* Goal of the exercise:
In the listing below, print exactly the lines between the line holding "the bridge railing" and the line holding "of the river", inclusive, and no more.
(Records supplied Opens)
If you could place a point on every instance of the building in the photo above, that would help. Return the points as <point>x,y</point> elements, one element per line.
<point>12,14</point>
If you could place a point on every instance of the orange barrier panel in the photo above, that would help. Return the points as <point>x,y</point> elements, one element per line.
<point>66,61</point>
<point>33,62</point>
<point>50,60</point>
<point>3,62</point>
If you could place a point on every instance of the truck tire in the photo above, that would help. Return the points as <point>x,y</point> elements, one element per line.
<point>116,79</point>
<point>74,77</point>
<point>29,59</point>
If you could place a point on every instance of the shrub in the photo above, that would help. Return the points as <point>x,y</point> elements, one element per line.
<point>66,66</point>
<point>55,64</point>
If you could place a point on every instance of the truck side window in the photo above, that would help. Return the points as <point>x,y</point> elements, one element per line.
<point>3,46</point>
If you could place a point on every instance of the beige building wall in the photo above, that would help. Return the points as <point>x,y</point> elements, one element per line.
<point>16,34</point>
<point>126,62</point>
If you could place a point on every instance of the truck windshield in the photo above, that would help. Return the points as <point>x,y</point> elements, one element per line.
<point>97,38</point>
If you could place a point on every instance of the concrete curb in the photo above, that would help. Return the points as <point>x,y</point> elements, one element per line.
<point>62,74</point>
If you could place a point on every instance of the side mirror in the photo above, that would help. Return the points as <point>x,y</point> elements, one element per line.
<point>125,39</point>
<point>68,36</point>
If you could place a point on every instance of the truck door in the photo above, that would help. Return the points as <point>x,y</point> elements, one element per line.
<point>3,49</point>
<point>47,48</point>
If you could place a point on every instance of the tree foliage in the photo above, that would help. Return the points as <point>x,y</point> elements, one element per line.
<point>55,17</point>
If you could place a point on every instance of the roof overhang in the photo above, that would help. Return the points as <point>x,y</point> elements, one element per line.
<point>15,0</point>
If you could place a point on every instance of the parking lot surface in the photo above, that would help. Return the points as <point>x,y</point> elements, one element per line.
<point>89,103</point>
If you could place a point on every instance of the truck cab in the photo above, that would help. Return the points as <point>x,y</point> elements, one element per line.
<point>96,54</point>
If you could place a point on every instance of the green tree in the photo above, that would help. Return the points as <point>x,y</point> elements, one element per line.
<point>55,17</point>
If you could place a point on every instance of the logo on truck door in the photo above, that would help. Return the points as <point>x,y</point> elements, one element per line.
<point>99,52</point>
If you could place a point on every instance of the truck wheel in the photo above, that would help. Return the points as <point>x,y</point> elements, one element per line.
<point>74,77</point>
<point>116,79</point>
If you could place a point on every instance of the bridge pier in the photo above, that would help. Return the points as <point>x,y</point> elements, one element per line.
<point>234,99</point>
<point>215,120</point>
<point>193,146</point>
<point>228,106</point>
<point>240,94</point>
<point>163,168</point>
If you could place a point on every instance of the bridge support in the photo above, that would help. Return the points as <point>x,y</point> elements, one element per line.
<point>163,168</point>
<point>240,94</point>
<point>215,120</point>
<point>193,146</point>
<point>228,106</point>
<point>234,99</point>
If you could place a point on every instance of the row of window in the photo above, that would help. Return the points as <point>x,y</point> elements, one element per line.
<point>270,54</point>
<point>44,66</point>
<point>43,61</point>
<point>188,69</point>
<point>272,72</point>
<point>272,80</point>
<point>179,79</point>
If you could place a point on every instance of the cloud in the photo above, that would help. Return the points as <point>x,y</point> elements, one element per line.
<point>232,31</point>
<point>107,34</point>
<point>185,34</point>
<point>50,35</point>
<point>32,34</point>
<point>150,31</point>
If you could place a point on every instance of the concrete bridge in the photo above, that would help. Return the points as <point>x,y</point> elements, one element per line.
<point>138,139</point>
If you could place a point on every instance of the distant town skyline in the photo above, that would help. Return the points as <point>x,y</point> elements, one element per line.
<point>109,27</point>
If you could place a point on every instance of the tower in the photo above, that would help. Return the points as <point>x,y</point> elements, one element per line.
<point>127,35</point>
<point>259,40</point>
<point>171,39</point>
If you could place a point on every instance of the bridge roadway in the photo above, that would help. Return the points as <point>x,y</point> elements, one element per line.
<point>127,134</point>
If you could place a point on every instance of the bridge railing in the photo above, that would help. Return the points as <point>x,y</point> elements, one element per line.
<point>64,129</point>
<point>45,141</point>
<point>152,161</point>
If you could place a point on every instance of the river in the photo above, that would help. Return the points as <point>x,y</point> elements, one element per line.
(Records supplied Closes)
(Records supplied Opens)
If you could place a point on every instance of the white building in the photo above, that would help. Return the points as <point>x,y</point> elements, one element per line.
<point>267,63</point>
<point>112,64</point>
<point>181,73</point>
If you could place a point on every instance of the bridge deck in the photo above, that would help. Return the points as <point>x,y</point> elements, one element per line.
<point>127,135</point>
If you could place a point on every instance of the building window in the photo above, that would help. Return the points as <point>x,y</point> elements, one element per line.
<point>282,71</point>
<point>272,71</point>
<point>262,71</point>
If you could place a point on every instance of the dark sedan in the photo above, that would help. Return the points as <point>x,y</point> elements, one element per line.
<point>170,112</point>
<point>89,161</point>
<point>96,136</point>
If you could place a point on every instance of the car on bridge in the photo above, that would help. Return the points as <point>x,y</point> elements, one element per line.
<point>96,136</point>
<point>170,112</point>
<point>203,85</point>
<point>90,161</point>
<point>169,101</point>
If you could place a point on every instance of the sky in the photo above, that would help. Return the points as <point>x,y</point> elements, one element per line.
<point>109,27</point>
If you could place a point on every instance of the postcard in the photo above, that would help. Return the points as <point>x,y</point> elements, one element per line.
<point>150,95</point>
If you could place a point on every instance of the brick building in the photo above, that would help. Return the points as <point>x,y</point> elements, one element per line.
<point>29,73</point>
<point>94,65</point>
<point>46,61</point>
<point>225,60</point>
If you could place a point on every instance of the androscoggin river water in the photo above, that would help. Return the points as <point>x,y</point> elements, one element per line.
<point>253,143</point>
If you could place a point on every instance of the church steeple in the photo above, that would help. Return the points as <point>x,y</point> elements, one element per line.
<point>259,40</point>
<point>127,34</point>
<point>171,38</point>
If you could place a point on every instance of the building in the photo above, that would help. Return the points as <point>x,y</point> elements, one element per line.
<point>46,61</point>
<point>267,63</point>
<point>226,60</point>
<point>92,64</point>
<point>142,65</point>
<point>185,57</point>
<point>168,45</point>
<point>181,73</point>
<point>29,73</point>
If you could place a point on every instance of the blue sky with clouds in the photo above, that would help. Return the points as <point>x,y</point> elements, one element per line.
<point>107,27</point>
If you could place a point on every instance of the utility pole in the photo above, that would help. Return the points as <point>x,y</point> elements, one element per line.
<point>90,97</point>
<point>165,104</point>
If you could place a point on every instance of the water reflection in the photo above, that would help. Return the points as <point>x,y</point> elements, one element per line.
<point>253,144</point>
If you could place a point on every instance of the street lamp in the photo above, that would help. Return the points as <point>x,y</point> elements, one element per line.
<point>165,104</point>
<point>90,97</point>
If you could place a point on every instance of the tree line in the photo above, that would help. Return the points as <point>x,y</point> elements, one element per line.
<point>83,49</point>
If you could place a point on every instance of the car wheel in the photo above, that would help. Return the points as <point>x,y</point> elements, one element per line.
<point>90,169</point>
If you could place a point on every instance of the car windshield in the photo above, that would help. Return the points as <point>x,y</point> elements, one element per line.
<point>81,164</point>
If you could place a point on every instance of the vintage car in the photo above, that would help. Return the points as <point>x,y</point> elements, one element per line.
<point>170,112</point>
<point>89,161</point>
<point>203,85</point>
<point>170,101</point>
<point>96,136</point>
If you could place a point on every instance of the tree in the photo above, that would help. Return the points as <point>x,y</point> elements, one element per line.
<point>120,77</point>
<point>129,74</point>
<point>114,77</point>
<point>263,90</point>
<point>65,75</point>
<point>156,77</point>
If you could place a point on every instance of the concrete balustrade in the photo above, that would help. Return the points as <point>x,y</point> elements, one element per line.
(Records supplied Closes)
(Records supplied Opens)
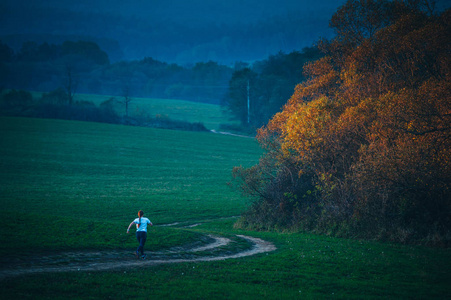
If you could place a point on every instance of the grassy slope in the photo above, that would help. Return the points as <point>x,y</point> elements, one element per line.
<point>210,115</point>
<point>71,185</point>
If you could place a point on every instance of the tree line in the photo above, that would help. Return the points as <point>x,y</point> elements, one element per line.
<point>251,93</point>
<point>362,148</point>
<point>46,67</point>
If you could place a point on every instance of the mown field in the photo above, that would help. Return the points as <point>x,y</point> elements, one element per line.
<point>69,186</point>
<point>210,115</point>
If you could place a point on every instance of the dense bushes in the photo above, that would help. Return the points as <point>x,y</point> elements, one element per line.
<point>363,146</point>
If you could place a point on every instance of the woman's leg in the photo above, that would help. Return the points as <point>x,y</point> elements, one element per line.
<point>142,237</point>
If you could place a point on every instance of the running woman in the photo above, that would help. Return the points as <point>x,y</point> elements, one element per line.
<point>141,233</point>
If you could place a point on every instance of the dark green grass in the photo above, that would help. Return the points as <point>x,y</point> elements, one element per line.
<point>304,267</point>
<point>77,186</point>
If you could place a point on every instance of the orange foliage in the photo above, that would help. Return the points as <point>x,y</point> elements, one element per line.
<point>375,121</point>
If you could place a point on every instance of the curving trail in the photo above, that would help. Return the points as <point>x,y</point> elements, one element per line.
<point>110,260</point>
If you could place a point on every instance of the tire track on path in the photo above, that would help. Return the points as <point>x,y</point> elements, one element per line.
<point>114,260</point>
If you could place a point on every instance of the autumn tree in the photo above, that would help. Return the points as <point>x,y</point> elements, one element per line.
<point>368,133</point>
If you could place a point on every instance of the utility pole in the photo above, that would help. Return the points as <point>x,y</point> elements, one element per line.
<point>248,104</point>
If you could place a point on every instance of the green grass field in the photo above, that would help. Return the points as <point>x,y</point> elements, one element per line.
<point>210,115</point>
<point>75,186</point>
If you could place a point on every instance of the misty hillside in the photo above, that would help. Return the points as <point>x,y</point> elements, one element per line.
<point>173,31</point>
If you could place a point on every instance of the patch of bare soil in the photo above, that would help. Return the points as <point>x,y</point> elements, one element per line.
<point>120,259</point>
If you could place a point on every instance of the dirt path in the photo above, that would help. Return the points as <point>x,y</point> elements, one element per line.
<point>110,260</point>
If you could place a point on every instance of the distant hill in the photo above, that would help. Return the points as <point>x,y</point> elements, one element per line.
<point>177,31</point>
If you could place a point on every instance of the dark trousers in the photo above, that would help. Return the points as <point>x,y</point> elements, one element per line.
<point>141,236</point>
(Records supplied Closes)
* Solution to this exercise:
If you could place a point on every instance of the bridge railing in the photo above, that would help. Return the points as <point>x,y</point> elements, one element per line.
<point>64,129</point>
<point>45,141</point>
<point>152,161</point>
If you could place a point on every instance of the river in the photo above, that would help. Return the points as <point>x,y</point> elements, one element per line.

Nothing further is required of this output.